(Saved data entries)
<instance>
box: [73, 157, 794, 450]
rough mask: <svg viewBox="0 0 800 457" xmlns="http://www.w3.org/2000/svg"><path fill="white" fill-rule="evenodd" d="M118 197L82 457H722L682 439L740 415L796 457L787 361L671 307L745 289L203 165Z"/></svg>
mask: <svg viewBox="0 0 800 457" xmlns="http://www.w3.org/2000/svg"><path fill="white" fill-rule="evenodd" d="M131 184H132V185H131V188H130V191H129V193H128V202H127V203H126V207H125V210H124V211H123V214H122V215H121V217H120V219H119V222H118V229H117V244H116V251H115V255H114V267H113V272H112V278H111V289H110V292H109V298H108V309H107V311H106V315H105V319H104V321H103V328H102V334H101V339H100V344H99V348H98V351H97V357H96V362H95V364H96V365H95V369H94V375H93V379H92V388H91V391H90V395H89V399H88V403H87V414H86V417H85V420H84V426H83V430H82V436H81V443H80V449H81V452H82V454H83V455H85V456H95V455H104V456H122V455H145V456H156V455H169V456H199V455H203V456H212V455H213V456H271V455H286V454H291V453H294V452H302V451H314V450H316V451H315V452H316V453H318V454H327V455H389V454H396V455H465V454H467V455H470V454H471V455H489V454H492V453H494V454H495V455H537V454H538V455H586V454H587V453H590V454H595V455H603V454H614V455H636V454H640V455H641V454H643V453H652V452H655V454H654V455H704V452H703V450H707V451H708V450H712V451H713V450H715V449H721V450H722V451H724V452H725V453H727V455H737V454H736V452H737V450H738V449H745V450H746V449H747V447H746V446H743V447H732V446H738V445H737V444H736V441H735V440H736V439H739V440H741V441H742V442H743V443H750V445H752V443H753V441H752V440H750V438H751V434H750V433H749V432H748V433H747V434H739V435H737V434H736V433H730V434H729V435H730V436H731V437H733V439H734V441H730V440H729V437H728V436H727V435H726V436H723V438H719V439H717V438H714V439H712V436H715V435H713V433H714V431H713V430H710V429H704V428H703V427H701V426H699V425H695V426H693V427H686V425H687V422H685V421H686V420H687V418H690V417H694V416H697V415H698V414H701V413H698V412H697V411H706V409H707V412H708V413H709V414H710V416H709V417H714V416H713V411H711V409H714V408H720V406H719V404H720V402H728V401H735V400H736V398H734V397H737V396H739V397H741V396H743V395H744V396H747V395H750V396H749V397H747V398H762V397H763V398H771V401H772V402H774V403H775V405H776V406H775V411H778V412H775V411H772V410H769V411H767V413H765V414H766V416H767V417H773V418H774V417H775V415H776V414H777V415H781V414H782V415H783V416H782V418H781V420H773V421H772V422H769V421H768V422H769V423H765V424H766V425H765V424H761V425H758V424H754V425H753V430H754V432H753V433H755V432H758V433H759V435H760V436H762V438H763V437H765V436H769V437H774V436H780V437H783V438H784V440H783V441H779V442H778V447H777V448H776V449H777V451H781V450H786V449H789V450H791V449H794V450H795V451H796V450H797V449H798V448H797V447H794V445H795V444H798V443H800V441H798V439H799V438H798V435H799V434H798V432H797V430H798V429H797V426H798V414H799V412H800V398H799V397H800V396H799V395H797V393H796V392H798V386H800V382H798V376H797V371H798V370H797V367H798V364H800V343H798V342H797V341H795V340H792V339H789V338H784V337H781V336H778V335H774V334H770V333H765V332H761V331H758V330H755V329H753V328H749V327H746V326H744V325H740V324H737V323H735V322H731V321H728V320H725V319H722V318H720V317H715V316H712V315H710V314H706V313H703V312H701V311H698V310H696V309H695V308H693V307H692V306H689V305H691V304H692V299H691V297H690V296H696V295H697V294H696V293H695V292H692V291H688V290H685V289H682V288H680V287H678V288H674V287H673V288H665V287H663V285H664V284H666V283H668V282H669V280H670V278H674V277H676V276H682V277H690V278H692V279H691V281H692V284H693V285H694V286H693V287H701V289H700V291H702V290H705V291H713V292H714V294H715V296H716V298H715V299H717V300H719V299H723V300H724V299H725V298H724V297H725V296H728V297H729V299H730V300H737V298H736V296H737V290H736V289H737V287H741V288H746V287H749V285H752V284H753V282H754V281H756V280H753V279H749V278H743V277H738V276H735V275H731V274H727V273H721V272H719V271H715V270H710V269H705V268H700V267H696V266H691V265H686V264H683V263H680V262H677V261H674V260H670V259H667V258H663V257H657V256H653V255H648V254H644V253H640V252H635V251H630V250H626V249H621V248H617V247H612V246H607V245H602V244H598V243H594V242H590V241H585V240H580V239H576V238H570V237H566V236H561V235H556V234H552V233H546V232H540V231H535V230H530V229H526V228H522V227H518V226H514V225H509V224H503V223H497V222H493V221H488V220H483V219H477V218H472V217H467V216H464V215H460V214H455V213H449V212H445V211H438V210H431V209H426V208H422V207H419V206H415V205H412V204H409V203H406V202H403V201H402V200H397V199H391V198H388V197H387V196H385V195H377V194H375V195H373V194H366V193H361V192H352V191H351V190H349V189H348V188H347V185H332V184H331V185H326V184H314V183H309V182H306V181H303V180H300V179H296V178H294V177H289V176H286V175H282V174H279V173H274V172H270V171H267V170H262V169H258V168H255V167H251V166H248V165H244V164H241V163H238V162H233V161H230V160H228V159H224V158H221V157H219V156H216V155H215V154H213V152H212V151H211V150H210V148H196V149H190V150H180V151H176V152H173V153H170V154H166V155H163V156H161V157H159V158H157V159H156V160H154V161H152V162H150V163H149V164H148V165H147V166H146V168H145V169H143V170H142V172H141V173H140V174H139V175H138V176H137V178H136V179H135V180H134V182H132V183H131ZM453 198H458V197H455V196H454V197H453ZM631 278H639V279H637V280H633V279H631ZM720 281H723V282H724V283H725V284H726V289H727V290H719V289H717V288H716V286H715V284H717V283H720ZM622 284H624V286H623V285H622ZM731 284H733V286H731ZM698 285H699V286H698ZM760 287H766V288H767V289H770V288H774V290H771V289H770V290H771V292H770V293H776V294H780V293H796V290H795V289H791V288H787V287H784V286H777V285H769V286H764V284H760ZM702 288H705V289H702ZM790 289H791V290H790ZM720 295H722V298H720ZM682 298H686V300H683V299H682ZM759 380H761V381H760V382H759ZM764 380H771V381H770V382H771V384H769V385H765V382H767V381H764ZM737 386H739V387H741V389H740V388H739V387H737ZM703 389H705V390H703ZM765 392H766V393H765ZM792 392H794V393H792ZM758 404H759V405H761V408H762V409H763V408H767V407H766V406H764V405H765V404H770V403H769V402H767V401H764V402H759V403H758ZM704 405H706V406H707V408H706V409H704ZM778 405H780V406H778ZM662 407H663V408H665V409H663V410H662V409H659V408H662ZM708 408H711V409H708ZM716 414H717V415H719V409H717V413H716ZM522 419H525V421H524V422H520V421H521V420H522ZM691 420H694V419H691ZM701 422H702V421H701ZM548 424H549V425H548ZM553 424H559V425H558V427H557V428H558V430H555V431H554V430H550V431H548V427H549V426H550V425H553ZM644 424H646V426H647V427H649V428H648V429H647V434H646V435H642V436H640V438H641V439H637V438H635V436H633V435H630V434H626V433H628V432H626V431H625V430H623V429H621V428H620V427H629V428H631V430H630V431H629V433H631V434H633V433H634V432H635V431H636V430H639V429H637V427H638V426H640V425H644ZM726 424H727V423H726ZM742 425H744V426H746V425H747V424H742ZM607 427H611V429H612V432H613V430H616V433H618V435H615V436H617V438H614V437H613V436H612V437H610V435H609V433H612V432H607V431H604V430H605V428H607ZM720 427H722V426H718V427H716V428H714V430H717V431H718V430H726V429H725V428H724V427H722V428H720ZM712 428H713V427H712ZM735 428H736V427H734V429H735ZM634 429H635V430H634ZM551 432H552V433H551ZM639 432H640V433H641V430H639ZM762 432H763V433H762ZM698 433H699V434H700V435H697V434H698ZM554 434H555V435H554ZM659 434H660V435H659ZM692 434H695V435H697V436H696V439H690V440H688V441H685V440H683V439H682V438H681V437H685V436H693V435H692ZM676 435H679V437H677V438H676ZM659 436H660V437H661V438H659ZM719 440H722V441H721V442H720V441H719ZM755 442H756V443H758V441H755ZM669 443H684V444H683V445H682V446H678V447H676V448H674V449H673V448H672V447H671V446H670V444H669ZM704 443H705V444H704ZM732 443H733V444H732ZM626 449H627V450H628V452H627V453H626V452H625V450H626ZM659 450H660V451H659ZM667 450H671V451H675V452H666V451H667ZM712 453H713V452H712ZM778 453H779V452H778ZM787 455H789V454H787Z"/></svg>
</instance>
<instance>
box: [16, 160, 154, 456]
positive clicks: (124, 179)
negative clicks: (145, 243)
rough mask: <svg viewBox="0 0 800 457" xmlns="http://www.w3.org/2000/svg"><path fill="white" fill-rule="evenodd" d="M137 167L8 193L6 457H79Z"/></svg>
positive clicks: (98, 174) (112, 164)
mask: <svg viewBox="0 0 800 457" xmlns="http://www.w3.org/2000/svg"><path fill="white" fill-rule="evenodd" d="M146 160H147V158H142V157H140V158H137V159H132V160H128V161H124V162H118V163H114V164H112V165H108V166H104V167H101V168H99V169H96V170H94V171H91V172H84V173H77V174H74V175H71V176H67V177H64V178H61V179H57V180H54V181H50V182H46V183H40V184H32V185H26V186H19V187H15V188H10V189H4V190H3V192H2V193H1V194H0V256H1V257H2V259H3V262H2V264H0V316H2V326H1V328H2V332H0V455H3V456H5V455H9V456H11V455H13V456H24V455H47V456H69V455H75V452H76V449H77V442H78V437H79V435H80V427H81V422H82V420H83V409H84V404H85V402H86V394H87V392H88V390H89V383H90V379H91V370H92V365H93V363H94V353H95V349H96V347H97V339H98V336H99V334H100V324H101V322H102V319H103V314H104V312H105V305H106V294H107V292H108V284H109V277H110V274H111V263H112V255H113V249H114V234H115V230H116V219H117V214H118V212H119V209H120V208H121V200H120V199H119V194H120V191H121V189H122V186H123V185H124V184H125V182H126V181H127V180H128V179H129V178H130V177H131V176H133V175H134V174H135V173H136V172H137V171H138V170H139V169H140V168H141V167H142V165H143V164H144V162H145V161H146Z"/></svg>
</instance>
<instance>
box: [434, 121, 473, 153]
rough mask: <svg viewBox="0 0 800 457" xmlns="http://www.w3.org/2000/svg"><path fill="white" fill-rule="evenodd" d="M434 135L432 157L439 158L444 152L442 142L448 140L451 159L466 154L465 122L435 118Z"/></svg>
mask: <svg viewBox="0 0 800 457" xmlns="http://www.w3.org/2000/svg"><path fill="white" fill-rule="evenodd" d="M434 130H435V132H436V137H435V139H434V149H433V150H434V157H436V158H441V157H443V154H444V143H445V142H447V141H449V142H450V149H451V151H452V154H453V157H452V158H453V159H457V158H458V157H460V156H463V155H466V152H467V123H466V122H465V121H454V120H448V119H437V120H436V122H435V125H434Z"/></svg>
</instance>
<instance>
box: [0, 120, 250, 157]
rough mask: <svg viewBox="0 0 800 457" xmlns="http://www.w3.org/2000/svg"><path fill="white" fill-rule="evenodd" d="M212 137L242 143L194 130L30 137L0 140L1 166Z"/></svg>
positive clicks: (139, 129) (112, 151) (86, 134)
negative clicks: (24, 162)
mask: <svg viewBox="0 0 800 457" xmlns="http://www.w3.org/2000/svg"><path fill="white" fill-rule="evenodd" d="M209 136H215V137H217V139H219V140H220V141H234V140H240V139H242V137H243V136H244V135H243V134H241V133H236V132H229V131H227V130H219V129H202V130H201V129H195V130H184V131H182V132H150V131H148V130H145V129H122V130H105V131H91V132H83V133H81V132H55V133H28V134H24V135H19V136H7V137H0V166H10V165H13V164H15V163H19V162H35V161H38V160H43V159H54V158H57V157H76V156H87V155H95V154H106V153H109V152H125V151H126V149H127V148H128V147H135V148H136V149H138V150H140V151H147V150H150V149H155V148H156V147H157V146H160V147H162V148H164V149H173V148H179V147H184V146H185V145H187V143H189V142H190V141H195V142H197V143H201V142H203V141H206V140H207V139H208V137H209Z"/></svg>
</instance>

● THE TASK
Among the records above, repeat exactly the line with "box: [434, 121, 473, 153]", the line with "positive clicks: (139, 129)", and every line in between, and only those.

● RESPONSE BOX
box: [434, 121, 473, 153]
rough mask: <svg viewBox="0 0 800 457" xmlns="http://www.w3.org/2000/svg"><path fill="white" fill-rule="evenodd" d="M434 135L432 157L439 158L444 152L442 142L448 140L451 159L466 154L465 122L435 118Z"/></svg>
mask: <svg viewBox="0 0 800 457" xmlns="http://www.w3.org/2000/svg"><path fill="white" fill-rule="evenodd" d="M434 130H435V132H436V137H435V139H434V149H433V150H434V157H436V158H441V157H443V154H444V143H445V142H447V141H449V142H450V149H451V151H452V154H453V157H452V158H453V159H457V158H458V157H460V156H463V155H466V152H467V123H466V122H465V121H454V120H448V119H437V120H436V122H435V125H434Z"/></svg>
</instance>
<instance>
box: [0, 120, 250, 157]
rough mask: <svg viewBox="0 0 800 457" xmlns="http://www.w3.org/2000/svg"><path fill="white" fill-rule="evenodd" d="M212 137L242 143L194 130L30 137L0 140L1 166Z"/></svg>
positive clicks: (139, 129) (112, 151) (86, 134)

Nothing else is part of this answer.